:: 抽出した情報 ::

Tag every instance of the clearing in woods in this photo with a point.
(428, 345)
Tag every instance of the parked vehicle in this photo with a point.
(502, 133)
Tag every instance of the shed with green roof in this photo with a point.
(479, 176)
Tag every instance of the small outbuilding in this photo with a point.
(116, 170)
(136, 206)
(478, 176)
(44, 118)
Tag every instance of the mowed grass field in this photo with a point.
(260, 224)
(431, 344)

:::
:: 抽出した情報 ::

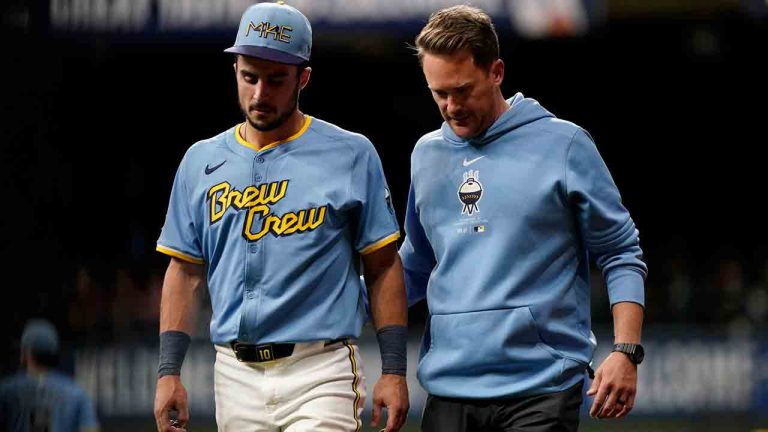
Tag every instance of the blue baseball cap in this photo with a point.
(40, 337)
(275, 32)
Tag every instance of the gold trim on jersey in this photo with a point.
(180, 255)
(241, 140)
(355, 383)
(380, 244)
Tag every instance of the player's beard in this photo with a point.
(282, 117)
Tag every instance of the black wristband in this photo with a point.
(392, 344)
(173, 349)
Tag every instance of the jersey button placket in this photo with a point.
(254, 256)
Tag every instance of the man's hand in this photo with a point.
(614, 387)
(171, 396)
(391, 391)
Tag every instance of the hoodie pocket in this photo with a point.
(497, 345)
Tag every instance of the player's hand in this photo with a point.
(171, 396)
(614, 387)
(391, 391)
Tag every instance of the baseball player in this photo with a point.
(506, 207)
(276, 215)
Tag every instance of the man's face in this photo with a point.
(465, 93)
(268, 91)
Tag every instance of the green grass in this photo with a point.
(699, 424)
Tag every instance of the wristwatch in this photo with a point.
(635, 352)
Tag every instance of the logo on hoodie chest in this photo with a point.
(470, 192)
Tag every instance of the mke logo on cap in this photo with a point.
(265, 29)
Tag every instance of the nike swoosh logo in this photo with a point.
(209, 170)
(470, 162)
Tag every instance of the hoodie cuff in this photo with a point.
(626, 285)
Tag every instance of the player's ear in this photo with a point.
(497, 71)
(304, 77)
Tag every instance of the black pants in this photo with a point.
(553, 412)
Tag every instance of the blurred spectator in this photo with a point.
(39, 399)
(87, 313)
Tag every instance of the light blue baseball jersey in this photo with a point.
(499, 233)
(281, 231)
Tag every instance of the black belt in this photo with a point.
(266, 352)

:::
:: 抽出した情報 ::

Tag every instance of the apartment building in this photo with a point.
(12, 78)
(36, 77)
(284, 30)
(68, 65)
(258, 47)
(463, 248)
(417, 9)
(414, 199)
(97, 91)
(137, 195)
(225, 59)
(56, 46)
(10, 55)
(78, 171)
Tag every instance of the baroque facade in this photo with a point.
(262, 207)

:::

#### 短い練習問題:
上のデータで文字列「logo」を含む行の数を答えてください。数だけを書いてください。

#### 記述式の回答:
3